Saved entries
= = = = =

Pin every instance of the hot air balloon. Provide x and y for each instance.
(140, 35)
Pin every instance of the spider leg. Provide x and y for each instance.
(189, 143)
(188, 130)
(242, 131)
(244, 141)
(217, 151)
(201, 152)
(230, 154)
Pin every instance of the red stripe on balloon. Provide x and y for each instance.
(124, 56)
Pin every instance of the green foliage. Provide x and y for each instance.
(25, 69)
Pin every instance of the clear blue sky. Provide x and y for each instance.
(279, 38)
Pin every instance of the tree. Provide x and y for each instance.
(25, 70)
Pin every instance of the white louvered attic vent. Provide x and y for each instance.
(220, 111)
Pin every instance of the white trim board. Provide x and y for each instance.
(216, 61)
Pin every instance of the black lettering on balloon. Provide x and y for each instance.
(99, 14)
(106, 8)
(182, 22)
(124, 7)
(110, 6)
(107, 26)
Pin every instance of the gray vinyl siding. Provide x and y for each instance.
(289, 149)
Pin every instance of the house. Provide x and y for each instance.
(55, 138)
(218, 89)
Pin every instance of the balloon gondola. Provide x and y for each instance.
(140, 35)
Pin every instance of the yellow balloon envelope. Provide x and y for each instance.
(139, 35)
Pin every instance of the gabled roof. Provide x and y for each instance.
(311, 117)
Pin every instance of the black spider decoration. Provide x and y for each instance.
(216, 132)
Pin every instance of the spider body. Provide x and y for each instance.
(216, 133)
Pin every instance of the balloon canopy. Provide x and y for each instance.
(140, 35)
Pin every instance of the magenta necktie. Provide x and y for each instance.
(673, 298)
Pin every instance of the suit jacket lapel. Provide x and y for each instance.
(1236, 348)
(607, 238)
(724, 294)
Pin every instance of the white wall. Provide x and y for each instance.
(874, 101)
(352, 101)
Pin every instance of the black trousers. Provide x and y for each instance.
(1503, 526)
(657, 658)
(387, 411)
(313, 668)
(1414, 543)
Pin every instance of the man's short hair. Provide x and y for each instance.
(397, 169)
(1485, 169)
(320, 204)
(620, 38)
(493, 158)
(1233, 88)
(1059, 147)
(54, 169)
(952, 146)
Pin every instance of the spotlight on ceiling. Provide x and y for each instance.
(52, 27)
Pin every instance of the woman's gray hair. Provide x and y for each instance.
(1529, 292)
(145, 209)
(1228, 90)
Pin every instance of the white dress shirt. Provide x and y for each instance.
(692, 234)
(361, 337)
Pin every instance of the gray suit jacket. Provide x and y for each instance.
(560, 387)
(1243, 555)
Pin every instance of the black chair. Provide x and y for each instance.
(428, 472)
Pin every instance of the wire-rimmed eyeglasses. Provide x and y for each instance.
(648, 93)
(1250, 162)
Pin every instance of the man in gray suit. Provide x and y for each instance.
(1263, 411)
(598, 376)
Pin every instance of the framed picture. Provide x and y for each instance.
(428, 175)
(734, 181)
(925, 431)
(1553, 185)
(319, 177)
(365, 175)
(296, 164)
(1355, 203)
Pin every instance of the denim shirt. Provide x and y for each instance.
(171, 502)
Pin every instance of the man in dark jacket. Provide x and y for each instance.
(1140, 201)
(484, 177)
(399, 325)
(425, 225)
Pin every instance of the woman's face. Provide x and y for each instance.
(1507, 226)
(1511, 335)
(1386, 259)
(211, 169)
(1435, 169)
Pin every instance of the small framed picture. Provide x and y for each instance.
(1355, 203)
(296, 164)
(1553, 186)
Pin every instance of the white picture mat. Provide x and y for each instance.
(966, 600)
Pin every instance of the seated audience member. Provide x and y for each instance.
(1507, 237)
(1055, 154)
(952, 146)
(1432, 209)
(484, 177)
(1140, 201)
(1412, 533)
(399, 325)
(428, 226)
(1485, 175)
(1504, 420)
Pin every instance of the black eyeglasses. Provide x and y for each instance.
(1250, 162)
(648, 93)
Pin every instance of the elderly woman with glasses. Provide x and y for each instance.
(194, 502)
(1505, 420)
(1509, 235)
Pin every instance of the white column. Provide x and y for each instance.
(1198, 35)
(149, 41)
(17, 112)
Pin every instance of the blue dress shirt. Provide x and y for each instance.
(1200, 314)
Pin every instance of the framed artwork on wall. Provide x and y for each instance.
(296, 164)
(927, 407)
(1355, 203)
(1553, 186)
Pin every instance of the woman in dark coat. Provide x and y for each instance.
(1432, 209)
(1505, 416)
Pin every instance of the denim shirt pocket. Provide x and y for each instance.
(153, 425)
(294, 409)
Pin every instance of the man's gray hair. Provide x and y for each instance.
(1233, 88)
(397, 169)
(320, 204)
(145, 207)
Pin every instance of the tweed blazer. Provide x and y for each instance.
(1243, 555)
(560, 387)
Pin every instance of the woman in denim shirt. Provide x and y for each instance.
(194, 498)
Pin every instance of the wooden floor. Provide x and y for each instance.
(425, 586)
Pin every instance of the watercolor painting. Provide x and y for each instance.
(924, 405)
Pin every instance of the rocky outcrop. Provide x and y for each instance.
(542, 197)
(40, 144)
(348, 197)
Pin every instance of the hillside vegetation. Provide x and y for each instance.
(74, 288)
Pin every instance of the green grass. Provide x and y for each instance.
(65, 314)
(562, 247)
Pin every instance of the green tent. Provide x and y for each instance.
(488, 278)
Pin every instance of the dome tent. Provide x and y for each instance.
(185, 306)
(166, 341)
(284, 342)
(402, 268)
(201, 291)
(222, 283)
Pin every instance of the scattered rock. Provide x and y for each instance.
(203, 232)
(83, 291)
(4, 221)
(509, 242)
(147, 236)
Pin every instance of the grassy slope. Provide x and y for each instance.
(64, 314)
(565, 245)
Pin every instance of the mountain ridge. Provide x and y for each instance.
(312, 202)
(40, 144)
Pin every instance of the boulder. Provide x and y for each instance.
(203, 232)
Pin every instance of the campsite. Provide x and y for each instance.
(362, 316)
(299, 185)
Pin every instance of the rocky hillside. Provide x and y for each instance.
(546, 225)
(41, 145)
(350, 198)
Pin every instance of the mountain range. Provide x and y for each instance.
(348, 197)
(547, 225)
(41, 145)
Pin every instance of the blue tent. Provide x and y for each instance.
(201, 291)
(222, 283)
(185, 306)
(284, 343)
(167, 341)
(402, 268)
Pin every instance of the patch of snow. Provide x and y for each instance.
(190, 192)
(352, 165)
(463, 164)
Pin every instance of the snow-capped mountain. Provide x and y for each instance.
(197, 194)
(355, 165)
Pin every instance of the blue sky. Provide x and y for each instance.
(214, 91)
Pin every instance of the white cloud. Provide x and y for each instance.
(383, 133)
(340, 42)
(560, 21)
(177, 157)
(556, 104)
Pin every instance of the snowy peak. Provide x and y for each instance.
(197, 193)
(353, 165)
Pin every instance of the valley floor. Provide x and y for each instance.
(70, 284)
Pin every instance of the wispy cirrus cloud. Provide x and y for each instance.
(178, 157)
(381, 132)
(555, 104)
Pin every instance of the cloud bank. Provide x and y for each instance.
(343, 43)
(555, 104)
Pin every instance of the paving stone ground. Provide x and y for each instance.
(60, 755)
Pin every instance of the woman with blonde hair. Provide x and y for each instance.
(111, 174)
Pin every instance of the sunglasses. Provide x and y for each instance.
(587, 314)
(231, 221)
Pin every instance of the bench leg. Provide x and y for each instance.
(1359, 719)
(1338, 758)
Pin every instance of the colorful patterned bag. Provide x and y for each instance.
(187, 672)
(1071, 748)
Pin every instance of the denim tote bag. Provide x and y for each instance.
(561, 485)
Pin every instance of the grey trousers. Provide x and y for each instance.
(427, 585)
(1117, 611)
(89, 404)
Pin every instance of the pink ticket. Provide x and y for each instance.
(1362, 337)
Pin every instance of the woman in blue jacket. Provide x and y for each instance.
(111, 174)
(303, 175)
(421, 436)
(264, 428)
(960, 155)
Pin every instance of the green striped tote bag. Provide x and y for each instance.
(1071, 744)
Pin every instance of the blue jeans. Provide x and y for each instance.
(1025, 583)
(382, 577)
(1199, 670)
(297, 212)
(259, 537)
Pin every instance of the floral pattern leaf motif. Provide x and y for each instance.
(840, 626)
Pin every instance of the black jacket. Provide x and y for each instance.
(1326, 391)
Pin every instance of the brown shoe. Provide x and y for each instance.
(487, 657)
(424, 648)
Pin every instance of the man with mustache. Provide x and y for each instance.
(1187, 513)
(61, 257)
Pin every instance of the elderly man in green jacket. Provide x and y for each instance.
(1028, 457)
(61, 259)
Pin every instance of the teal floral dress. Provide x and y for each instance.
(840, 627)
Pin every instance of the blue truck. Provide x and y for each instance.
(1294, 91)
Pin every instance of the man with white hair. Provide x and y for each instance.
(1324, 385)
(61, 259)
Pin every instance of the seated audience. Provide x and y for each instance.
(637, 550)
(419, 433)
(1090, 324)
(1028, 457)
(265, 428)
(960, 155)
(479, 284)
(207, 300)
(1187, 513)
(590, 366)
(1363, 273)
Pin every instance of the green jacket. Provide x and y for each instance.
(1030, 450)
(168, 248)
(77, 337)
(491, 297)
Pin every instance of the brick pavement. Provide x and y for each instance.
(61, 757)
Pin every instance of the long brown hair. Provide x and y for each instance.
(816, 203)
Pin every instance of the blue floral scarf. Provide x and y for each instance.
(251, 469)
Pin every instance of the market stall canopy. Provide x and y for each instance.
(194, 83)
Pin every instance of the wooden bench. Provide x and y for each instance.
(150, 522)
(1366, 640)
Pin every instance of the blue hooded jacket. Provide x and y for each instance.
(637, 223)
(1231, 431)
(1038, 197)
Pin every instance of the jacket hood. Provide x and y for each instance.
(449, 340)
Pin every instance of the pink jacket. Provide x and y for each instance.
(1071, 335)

= = = = =

- Action item -
With the line containing "Pin every instance of the pink jacket." as the first and the last line of the data as the final one, copy every line between them exactly, those two included.

- Exercise solution -
Pin every instance of the pink jacket. Provide x and y for each instance.
(1071, 335)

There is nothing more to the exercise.